■ Material for this task
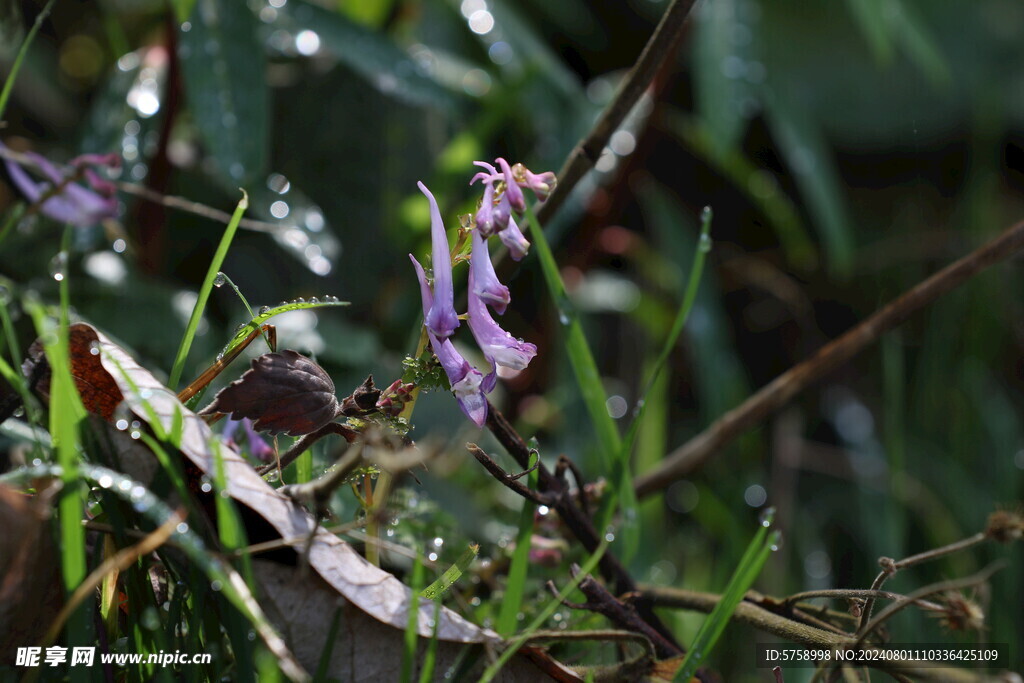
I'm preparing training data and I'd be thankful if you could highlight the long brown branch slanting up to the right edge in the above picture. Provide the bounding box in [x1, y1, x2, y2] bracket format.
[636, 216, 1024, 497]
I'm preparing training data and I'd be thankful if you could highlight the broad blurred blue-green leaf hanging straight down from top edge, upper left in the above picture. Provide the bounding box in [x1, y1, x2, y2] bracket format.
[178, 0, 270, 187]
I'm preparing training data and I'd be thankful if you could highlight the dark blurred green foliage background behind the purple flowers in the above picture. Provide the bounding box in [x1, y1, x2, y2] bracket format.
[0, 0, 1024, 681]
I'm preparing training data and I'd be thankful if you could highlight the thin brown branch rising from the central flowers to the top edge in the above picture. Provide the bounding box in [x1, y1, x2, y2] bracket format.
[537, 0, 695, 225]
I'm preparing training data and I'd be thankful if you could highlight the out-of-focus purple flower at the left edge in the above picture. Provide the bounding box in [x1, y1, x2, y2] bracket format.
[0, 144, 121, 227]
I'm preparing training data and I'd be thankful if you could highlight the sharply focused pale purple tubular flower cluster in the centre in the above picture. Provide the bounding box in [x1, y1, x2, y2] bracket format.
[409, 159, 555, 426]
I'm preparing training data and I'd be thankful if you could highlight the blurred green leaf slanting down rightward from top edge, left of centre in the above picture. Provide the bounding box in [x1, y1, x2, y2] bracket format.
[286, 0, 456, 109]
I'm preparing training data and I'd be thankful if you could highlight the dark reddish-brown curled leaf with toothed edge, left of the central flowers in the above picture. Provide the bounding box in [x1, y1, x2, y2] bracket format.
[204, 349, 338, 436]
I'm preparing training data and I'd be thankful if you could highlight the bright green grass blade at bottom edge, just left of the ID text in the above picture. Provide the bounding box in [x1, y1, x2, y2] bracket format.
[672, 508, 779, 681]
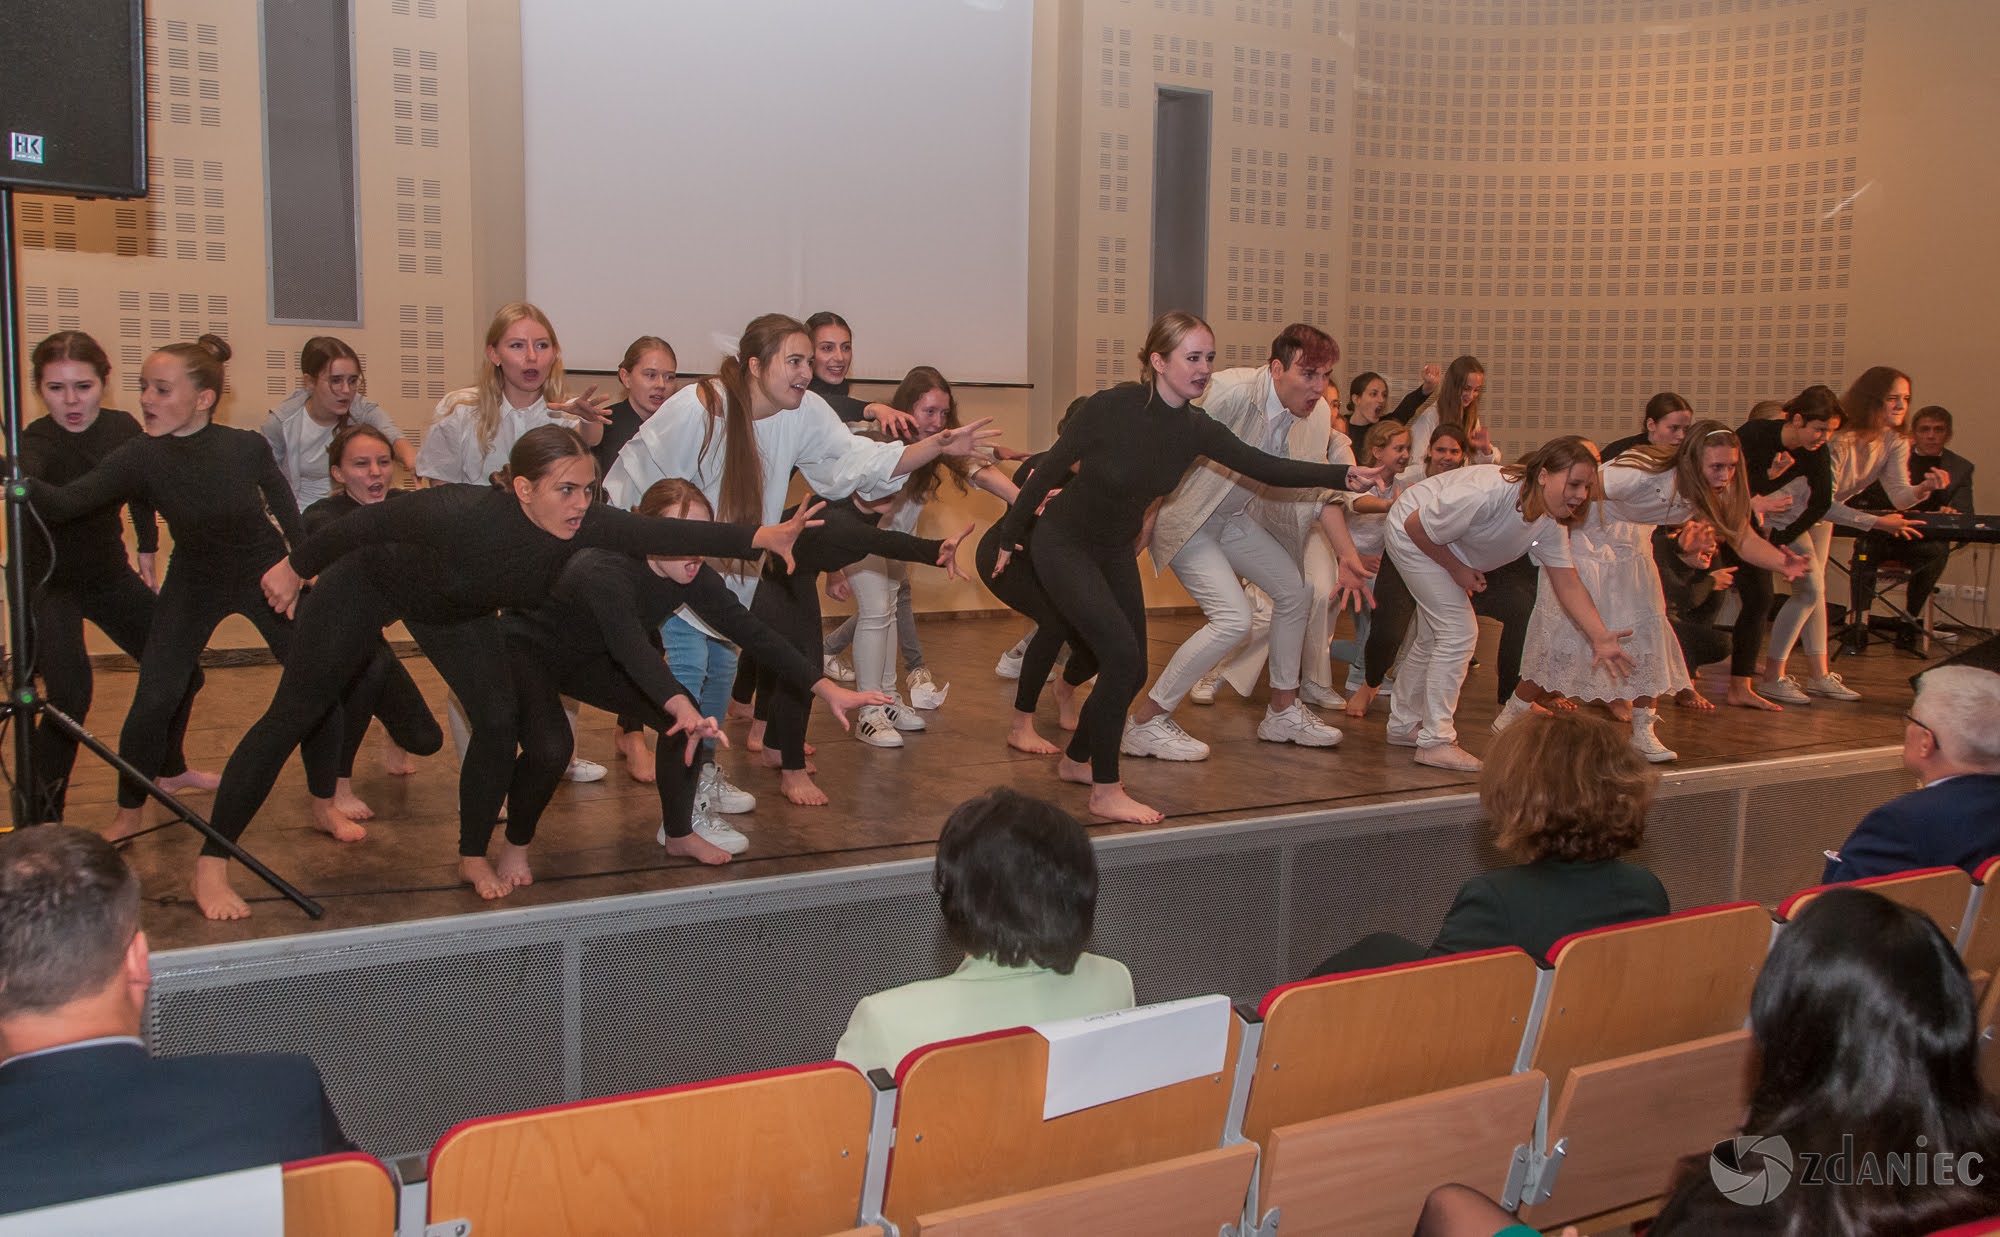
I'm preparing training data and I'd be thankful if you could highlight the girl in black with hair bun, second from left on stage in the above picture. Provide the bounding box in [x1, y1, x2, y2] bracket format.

■ Required action
Each line above must be repeated exactly in the answer, with pictures omitted.

■ Reply
I'm preparing training data and I'd be thankful if you could highlight the long brown branch slanting up to the right edge in the above picture. Provide the bounding box in [x1, y1, x2, y2] bracket format.
[636, 216, 1024, 497]
I'm preparing training data and I'd be thankful if you could highlight the broad blurred blue-green leaf hanging straight down from top edge, upper left in the above picture. Provide the bounding box in [x1, y1, x2, y2] bracket format.
[178, 0, 270, 187]
I'm preparing training data and I'd be thankful if you could highlight the dark blurred green foliage background behind the purple flowers in the above picture. Provide the bounding box in [x1, y1, x2, y2] bracket format.
[0, 0, 1024, 681]
I'm preparing training data and I'd be thankful if you could highlight the thin brown branch rising from the central flowers to the top edge in the above picture. Provide the bounding box in [x1, y1, x2, y2] bracket format.
[537, 0, 695, 225]
I'm preparing training data and I'd be thankful if you could highlight the out-of-focus purple flower at the left edge in the above picture. Provide the bounding box in [x1, y1, x2, y2] bracket format.
[0, 144, 121, 227]
I'm preparing training data and I'd be thankful if you could highlight the sharply focused pale purple tubular flower cluster in the centre in the above picture. Provide the bounding box in [x1, y1, x2, y2] bracket format.
[409, 159, 555, 426]
I'm preparing training data and I'd be thankful if you could highlight the blurred green leaf slanting down rightward from top edge, left of centre in the above picture. Provide the bounding box in [x1, y1, x2, y2] bracket format.
[286, 0, 456, 109]
I'm preparing training data and I'd be thankful if you could highlight the dark reddish-brown curled leaf with toothed edge, left of the central flowers in the above picture. Provide the bounding box in [x1, y1, x2, y2] bracket format.
[204, 349, 338, 436]
I'm preparing training data and I'd be thankful if you could highlight the bright green grass blade at bottom edge, just left of the ID text in the above picture. Provide the bounding box in [x1, y1, x2, y2] bracket format.
[672, 508, 779, 681]
I'm preparing training data and I'd be thankful if you could highlight the girl in black with hair bun, second from left on stage in the above picture. Provide the bounding box in [x1, y1, x2, y2] bracket format.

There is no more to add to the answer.